Excerpt to read:
+ + +

Now what was the objective of IDN support again? Was it to get around the use and display of ASCII names? We do not appear to be making a huge amount of progress here if we need to display the ASCII encoded forms as the only available means of prevention of various forms of passing-off and phishing attacks using the combination of DNS and IDNs. Wasn't the objective to create a DNS solution that was equally natural and equally 'secure' in the context of every language and every script? If the universal answer, when there is some element of doubt about the integrity of the DNS name, is to return to the base ASCII presentation of the punycode encoded DNS name then we've only succeeded in making the DNS more complex for non-English users, rather than easier and more 'natural'. Whoops.

If the intention in the IDN effort was to preserve the deterministic property of DNS resolution, such that a DNS query can be phrased deterministically and not have the query degenerate into a search term or require the application of fuzzy logic to complete the query, then we aren't quite there yet. The underlying observation is that languages are indeed human use systems. They can be tricky, and they invariable use what appear to be rules in strange and inconsistent ways. They are resistant to automated processing and the application of rigid rule sets. The canonical name forms that are produced by nameprep-like procedures are not comprehensive, nor does it appear that such a rigidly defined rule-driven system can produce the desired outcomes in all possible linguistic situations. And if the intention of the IDN effort was to create a completely "natural" environment using a language environment other than English and a display environment that is not reliant on ASCII and ASCII glyphs, while preserving all the other properties of the DNS, then the outcome does not appear to match our original IDN expectations.

+ + +

Written request a: Rewrite the records below with every occurrence of "long dark hair" changed to "short curly hair" and nothing else altered. Omit the pictures from your version.

+ + +

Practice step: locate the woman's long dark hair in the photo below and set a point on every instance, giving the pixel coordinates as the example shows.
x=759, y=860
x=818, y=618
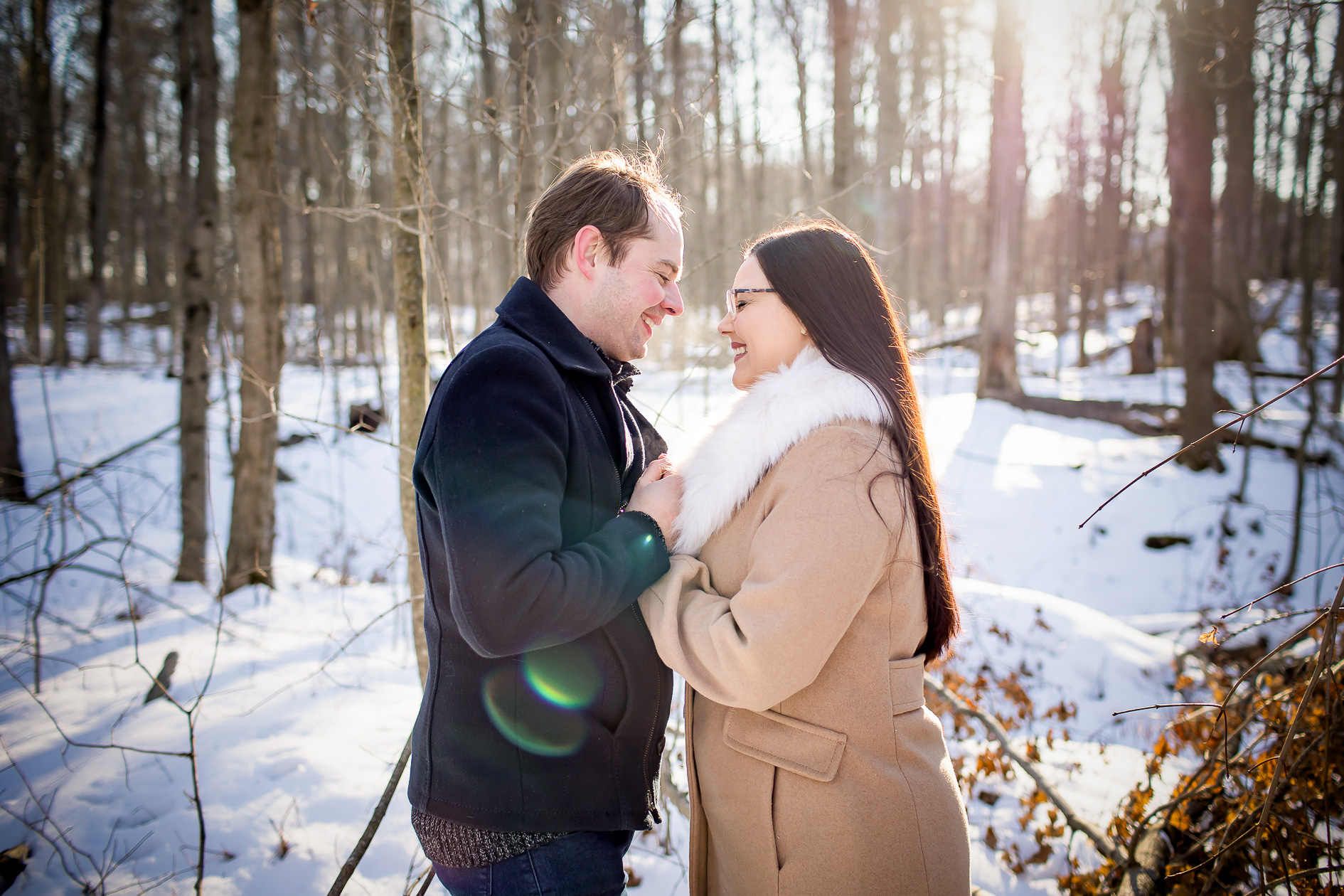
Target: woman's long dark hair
x=831, y=284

+ + +

Written request b: Print the passage on IDN support from "Now what was" up to and including "more 'natural'. Whoops.".

Finished answer a:
Practice step: locate the woman's short curly hair in the photo below and set a point on every instance, giving the pixel coordinates as the example shows.
x=759, y=860
x=818, y=618
Target: woman's short curly hair
x=831, y=284

Finished answer b:
Now what was the objective of IDN support again? Was it to get around the use and display of ASCII names? We do not appear to be making a huge amount of progress here if we need to display the ASCII encoded forms as the only available means of prevention of various forms of passing-off and phishing attacks using the combination of DNS and IDNs. Wasn't the objective to create a DNS solution that was equally natural and equally 'secure' in the context of every language and every script? If the universal answer, when there is some element of doubt about the integrity of the DNS name, is to return to the base ASCII presentation of the punycode encoded DNS name then we've only succeeded in making the DNS more complex for non-English users, rather than easier and more 'natural'. Whoops.